Excerpts of labeled region data
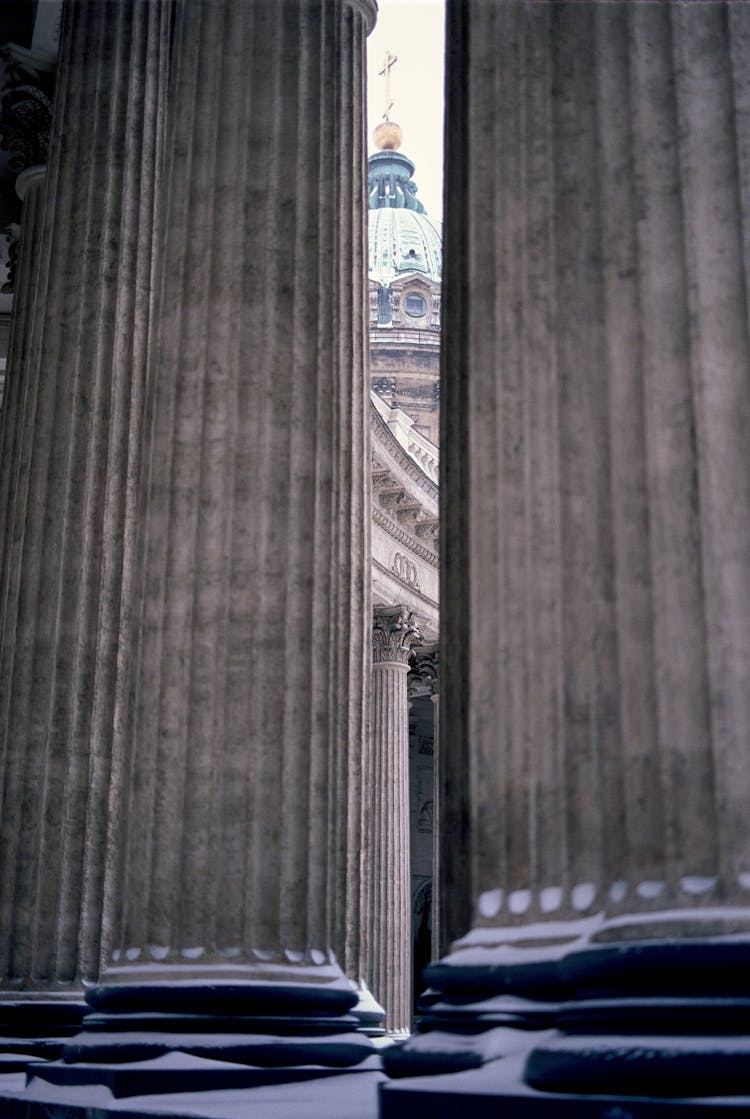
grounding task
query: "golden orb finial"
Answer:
[373,121,401,151]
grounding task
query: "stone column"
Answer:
[386,2,750,1115]
[0,0,169,999]
[11,0,375,1091]
[365,605,420,1034]
[410,643,442,959]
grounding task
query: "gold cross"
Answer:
[378,50,399,121]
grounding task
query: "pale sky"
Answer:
[367,0,446,222]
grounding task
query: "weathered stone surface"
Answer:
[0,2,168,993]
[383,0,750,1119]
[363,605,421,1032]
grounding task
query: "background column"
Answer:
[365,605,420,1033]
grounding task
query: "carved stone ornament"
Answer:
[409,643,440,698]
[0,43,53,171]
[373,605,422,666]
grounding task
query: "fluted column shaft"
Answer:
[441,2,750,937]
[105,0,374,982]
[365,606,420,1032]
[0,2,169,991]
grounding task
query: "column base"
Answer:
[16,972,379,1098]
[0,996,90,1074]
[382,937,750,1119]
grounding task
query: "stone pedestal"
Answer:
[365,605,420,1034]
[384,2,750,1117]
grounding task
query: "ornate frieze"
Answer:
[373,605,422,665]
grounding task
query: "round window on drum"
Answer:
[404,294,428,319]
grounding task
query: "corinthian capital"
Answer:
[373,605,422,665]
[0,43,54,171]
[409,643,440,698]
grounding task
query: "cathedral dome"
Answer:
[369,208,442,284]
[367,150,442,284]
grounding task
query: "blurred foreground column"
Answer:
[0,0,170,1056]
[4,0,375,1096]
[383,0,750,1119]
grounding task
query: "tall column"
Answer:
[409,643,442,959]
[13,0,375,1092]
[386,2,750,1115]
[0,0,169,1002]
[365,605,420,1034]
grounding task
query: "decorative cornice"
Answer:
[372,501,440,567]
[373,605,422,667]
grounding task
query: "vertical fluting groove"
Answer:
[2,3,170,990]
[596,8,662,905]
[631,6,715,877]
[672,4,750,877]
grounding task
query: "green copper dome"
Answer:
[367,151,442,285]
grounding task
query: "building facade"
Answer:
[0,0,750,1119]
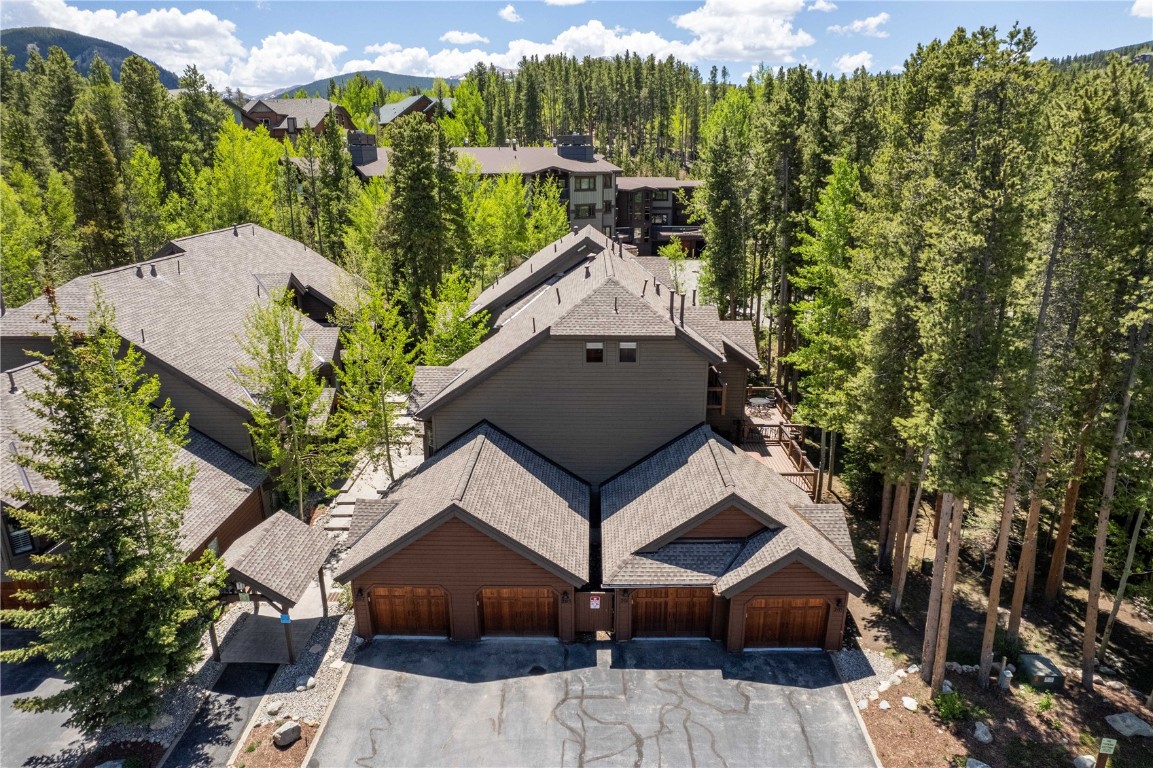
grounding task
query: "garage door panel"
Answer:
[632,587,714,638]
[371,587,449,637]
[478,587,557,637]
[745,597,829,648]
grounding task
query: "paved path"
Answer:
[308,640,875,768]
[220,575,332,664]
[0,628,83,768]
[164,664,278,768]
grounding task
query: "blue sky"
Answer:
[0,0,1153,92]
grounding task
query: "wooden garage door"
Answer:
[372,587,449,637]
[745,597,829,648]
[632,587,713,638]
[480,587,557,637]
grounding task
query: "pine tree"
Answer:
[338,289,413,480]
[236,291,342,521]
[70,112,131,272]
[0,293,224,735]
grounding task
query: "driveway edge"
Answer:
[832,678,884,768]
[300,649,350,768]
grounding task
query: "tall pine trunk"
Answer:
[1007,434,1053,646]
[926,496,965,695]
[921,494,952,683]
[1097,509,1145,664]
[1082,321,1150,691]
[889,449,929,616]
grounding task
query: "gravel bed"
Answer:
[253,613,360,728]
[832,648,897,700]
[97,604,251,747]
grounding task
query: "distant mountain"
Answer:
[1049,40,1153,77]
[261,69,458,99]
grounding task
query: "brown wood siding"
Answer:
[188,488,264,560]
[432,339,708,483]
[726,563,849,652]
[353,518,574,642]
[681,506,764,539]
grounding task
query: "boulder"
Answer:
[1105,711,1153,737]
[272,721,300,746]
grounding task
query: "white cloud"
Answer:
[3,0,244,75]
[440,29,489,45]
[672,0,816,63]
[227,31,348,92]
[828,13,889,37]
[497,2,525,22]
[832,51,873,73]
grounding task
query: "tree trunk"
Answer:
[1082,321,1150,691]
[921,494,952,683]
[889,449,929,616]
[929,496,965,697]
[977,452,1025,688]
[1007,434,1053,646]
[1097,509,1145,664]
[876,475,894,571]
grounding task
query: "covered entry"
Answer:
[632,587,714,638]
[371,587,449,638]
[477,587,557,637]
[745,597,829,648]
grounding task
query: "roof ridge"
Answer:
[704,437,737,488]
[452,434,487,504]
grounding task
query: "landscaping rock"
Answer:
[1105,711,1153,737]
[149,715,176,731]
[272,721,300,746]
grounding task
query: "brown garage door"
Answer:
[481,587,557,637]
[372,587,449,637]
[632,587,713,638]
[745,597,829,648]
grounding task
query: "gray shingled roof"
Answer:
[0,224,359,411]
[243,99,342,130]
[221,510,336,608]
[453,146,620,175]
[601,424,865,596]
[415,227,725,419]
[617,176,704,191]
[336,422,589,586]
[0,363,266,552]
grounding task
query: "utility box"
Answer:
[1016,654,1065,691]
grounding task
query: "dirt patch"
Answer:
[236,721,316,768]
[77,741,165,768]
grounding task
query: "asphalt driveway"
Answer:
[309,640,875,768]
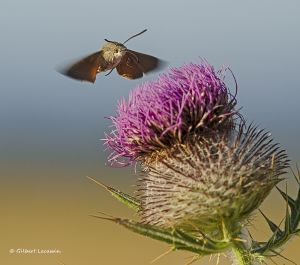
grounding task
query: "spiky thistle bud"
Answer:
[105,62,236,163]
[138,126,288,232]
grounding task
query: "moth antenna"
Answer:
[123,29,147,44]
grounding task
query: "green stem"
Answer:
[232,244,253,265]
[222,220,253,265]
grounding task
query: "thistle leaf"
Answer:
[251,170,300,256]
[93,216,231,256]
[87,177,141,212]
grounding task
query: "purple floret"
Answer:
[105,62,236,163]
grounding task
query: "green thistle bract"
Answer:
[138,126,288,232]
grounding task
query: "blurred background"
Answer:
[0,0,300,265]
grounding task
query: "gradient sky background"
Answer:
[0,0,300,265]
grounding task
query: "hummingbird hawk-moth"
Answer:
[60,29,163,83]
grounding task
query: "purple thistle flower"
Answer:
[105,62,236,164]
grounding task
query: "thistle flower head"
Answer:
[106,62,236,165]
[138,126,288,231]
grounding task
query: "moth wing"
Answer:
[127,50,165,73]
[59,51,106,83]
[116,52,143,79]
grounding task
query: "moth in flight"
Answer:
[59,29,164,83]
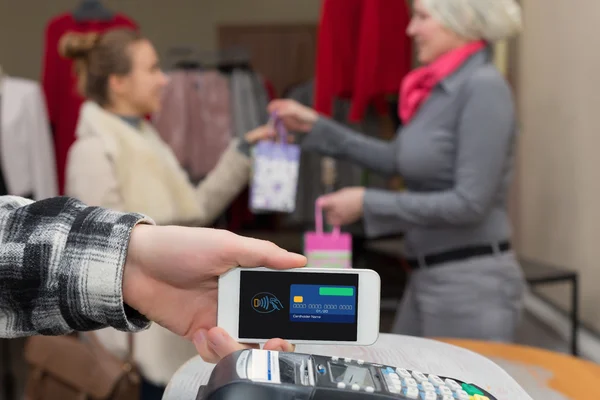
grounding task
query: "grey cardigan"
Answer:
[303,50,516,257]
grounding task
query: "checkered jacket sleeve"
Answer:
[0,196,153,337]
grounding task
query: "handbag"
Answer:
[249,114,300,213]
[304,199,352,268]
[24,332,141,400]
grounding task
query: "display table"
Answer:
[440,339,600,400]
[163,333,536,400]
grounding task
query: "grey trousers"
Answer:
[393,252,526,342]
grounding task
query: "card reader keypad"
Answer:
[380,367,491,400]
[317,357,495,400]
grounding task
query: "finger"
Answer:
[326,212,344,226]
[267,99,289,113]
[194,327,258,363]
[317,192,337,210]
[263,338,296,353]
[229,235,306,269]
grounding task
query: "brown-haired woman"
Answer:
[60,30,271,398]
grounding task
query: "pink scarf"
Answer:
[398,41,485,124]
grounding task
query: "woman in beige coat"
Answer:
[61,30,271,399]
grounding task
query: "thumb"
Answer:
[317,194,334,209]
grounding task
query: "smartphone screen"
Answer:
[238,271,359,342]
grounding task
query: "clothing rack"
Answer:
[165,46,252,73]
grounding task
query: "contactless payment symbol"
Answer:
[252,292,283,314]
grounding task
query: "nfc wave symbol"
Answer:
[252,292,283,314]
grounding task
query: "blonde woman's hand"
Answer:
[268,99,319,133]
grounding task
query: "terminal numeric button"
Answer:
[402,387,418,400]
[446,378,462,392]
[429,375,444,387]
[404,378,417,387]
[413,371,427,383]
[396,368,412,379]
[421,392,437,400]
[421,382,435,392]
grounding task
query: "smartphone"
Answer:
[217,268,381,346]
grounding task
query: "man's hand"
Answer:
[123,225,306,362]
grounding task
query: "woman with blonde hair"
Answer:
[270,0,525,341]
[60,29,271,399]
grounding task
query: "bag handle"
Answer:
[315,197,340,236]
[269,112,288,146]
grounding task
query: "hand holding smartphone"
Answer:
[217,268,381,346]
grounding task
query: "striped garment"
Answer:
[0,196,153,338]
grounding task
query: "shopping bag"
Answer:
[249,115,300,213]
[304,199,352,268]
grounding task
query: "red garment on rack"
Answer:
[315,0,412,122]
[42,13,138,194]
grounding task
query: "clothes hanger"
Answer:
[73,0,114,22]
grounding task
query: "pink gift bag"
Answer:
[304,199,352,268]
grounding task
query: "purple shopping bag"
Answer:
[304,199,352,268]
[250,115,300,213]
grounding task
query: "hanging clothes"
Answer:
[42,13,138,194]
[315,0,412,122]
[152,70,232,182]
[284,80,387,226]
[0,76,58,200]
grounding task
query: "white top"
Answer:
[163,333,536,400]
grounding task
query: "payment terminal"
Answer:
[197,350,499,400]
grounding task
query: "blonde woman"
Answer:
[270,0,524,341]
[61,30,270,400]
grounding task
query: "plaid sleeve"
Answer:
[0,196,153,337]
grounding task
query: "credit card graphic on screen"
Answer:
[290,284,356,323]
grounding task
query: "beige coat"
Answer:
[66,102,251,225]
[66,102,251,385]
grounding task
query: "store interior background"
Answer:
[0,0,600,376]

» Task to carry out
How many lines of the records contain the string "smartphone"? Reply with the number alone.

» Answer to this problem
3